(GIVEN TEXT):
* START *
Both look great! I am more inclined towards the "updated version" than the "alternative version" as you can imagine, but I will try to get some more feedback from other people. The mainline version sets the focus on the bars, the counts are an extra. The alternative version puts the focus on the counts.

@jonas-eschle
Copy link

the "counts right" looks cleaner somehow, but less practical:
if I wanna look up a number, the "counts left" seems way easier to read out

Tbh: no strong preference. But the longer I stare at it, the more I prefer the cleaner, "counts right" version.

@chrisburr
Copy link

I would be tempted towards "alternative version" for the practicality of mapping a count to a bin.
* END *
(PROBLEMS AND TASKS):
**A)** In the thread, list each distinct phrase that appears inside quotation marks, counting repeats only once.
**B)** Reproduce the stretch of the thread from "Tbh: no strong" through "count to a bin.".
None of the lines after the thread are needed here.

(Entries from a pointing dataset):
* START *
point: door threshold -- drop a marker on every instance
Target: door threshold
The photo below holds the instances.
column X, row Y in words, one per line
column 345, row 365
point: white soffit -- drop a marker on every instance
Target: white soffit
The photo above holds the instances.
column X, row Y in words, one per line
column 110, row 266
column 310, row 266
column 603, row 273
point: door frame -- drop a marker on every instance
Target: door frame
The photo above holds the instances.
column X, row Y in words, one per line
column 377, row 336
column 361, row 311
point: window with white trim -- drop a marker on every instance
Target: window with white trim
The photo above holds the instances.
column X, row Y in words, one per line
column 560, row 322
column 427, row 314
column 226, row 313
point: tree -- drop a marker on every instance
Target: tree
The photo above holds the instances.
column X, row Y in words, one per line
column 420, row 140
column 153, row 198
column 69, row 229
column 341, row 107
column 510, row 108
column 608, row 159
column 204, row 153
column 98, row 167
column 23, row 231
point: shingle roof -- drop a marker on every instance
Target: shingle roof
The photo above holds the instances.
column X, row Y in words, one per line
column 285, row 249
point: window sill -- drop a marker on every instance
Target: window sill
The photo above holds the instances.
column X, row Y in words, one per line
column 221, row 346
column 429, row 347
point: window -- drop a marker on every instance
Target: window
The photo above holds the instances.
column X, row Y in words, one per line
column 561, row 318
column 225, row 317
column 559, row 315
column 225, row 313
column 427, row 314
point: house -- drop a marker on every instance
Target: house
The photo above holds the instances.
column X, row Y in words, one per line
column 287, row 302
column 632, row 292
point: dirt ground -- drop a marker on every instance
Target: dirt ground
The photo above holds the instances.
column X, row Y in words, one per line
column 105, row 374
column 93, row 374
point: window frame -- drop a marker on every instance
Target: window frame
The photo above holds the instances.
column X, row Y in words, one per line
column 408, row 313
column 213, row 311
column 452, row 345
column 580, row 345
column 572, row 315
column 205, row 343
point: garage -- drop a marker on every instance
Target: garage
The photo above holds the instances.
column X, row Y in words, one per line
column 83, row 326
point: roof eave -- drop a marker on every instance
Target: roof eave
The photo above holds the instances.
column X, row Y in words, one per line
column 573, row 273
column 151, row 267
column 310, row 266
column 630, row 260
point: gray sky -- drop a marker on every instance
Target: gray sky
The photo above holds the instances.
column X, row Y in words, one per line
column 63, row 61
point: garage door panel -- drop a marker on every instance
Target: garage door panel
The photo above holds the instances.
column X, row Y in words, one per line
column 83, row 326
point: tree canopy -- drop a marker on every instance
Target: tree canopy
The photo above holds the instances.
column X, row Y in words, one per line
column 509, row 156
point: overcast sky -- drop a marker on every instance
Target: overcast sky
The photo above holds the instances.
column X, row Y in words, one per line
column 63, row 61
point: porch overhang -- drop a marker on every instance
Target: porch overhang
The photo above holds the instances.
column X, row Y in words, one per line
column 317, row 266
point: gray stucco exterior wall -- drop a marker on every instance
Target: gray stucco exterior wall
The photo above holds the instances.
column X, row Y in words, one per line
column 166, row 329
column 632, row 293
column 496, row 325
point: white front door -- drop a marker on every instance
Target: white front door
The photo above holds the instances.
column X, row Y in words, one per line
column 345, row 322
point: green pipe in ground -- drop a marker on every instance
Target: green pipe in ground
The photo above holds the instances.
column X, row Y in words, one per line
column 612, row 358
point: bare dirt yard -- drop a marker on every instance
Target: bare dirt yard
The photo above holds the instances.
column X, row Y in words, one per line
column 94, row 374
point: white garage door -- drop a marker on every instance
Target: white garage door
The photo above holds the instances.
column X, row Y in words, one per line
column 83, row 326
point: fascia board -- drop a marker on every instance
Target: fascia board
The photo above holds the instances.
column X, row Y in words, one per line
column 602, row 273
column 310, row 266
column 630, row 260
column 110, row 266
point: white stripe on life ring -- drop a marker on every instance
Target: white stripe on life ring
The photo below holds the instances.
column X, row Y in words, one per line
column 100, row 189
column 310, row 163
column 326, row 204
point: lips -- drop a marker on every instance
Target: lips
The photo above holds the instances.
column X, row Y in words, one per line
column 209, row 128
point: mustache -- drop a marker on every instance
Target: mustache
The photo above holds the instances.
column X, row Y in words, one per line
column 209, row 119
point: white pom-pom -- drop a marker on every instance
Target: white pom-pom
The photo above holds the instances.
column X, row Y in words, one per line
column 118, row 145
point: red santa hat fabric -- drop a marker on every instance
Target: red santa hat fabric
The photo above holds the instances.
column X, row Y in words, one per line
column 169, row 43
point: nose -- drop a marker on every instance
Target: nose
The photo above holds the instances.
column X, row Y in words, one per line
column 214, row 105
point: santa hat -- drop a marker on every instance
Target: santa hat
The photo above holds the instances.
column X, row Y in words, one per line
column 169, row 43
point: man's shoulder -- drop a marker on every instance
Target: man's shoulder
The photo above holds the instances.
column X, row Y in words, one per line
* END *
* START *
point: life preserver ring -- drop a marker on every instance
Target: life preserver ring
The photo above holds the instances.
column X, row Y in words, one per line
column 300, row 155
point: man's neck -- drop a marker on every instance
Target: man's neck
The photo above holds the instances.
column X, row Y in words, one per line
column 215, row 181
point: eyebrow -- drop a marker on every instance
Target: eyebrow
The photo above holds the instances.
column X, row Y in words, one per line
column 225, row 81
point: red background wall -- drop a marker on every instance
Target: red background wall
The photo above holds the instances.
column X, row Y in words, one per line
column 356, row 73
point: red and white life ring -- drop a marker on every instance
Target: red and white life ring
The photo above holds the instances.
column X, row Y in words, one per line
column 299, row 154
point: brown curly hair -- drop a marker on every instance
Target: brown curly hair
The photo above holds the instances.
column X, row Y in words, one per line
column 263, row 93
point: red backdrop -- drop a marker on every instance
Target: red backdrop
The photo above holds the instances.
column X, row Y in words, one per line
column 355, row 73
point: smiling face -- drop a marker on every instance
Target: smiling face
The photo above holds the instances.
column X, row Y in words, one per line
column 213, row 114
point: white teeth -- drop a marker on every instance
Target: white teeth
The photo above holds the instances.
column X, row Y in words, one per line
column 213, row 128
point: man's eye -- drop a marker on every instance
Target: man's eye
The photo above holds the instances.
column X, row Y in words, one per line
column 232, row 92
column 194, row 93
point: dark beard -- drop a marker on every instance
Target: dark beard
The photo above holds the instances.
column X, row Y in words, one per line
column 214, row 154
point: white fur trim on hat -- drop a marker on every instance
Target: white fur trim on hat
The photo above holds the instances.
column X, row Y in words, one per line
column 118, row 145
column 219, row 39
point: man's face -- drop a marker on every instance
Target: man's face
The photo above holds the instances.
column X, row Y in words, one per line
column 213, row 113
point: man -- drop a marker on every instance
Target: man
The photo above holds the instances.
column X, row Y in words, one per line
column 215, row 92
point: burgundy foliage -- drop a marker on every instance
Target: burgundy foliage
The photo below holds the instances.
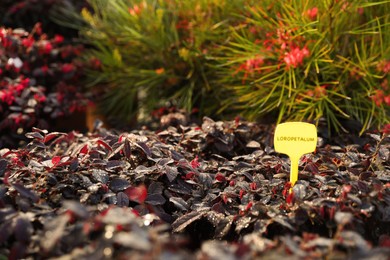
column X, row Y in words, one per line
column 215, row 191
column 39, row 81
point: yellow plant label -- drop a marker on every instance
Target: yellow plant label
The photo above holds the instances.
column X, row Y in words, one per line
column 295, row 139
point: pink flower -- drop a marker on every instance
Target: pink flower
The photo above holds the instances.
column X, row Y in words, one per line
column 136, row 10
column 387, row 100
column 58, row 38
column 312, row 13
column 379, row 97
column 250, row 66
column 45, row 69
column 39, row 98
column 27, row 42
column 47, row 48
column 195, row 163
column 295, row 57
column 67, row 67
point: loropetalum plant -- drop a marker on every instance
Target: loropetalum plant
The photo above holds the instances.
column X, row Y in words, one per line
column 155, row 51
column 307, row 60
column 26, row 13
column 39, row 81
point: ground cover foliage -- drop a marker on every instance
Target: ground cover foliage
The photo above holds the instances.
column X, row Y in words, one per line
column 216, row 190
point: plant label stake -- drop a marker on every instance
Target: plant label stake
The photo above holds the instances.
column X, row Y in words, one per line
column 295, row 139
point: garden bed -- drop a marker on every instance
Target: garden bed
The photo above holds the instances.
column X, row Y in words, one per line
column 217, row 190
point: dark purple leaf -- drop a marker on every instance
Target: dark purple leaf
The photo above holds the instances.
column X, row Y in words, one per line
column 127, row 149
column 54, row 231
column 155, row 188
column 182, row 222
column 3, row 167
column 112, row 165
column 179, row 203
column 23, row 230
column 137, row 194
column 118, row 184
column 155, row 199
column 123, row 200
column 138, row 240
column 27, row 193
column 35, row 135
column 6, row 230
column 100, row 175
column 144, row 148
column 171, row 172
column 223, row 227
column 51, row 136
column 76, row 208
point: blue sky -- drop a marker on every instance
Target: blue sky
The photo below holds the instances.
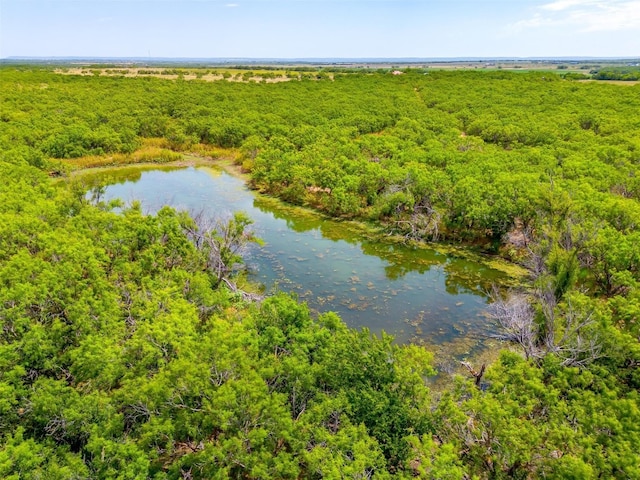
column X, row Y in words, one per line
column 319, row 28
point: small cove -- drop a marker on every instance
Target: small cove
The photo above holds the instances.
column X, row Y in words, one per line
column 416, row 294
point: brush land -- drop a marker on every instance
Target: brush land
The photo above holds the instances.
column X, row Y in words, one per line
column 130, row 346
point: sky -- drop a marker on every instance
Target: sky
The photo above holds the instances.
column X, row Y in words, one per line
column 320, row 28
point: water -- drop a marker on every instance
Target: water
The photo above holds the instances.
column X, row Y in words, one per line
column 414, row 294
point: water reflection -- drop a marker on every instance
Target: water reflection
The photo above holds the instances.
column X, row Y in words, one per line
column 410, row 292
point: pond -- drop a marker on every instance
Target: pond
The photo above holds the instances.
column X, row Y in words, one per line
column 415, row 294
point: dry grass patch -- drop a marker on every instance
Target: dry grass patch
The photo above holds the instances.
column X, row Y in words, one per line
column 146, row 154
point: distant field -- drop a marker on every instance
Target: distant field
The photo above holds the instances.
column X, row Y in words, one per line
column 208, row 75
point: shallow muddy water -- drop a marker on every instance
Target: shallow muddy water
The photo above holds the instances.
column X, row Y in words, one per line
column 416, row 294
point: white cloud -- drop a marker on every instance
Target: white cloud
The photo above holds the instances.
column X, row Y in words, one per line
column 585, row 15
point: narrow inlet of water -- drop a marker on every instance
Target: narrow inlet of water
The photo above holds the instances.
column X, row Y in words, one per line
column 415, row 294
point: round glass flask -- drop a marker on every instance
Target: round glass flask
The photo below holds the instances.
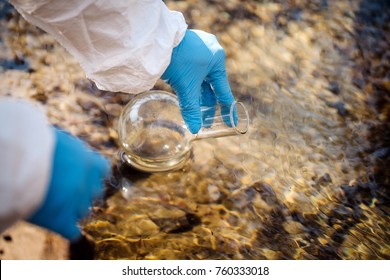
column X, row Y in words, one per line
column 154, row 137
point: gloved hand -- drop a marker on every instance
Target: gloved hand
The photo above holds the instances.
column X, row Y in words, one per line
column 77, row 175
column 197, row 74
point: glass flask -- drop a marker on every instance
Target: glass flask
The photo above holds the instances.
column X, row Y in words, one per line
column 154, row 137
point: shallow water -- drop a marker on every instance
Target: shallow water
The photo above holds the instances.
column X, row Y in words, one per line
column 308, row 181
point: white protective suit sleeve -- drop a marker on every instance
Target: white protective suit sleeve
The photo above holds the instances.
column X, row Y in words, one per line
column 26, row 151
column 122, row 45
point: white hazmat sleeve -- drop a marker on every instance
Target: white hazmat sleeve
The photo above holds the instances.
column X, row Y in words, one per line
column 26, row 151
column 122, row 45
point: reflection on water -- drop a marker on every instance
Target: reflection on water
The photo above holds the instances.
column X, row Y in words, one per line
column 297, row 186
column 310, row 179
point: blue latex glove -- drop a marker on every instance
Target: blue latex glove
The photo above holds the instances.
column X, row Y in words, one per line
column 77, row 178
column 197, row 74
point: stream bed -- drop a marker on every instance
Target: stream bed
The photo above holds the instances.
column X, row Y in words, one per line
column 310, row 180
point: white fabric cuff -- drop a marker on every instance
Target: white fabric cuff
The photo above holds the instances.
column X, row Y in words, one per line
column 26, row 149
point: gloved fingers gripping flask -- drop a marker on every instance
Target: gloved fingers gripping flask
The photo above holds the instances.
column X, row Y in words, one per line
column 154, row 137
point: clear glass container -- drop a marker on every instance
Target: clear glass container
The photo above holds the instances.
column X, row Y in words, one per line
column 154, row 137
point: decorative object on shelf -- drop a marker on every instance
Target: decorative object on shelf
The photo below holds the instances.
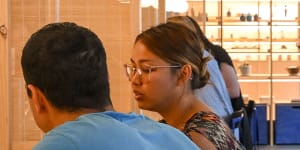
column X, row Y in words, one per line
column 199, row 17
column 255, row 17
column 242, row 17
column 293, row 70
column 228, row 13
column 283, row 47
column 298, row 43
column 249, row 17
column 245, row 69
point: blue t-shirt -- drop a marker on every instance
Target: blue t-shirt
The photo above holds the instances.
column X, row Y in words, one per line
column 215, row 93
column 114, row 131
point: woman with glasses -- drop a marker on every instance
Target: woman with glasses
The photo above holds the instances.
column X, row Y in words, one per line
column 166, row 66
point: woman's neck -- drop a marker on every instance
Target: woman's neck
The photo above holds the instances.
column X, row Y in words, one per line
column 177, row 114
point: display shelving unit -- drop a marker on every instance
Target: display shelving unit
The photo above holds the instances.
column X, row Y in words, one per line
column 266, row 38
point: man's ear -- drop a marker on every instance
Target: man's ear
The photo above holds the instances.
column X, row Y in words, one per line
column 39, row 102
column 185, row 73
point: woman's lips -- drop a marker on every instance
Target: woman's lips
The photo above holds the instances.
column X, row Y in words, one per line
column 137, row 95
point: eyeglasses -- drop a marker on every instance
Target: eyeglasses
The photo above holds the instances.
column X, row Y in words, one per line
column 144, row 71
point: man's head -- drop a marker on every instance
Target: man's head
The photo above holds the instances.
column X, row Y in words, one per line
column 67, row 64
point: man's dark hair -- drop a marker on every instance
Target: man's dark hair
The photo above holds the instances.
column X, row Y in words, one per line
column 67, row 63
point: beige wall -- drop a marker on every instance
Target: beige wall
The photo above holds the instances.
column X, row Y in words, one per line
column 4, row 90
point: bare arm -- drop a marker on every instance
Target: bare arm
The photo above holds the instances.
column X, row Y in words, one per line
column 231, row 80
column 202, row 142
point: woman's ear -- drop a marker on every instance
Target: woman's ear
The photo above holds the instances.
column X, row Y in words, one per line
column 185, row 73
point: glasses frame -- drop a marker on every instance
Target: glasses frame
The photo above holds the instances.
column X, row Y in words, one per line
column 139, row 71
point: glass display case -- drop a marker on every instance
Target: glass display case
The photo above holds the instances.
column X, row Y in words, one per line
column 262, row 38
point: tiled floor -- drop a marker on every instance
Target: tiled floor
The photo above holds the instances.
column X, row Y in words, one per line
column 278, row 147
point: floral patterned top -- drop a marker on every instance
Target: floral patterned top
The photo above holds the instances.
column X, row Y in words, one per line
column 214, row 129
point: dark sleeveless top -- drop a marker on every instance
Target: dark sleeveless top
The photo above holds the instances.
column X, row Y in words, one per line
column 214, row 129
* END *
(SOLUTIONS IN ORDER):
**A)**
- updated version
- alternative version
- counts right
- counts left

**B)**
Tbh: no strong preference. But the longer I stare at it, the more I prefer the cleaner, "counts right" version.

@chrisburr
Copy link

I would be tempted towards "alternative version" for the practicality of mapping a count to a bin.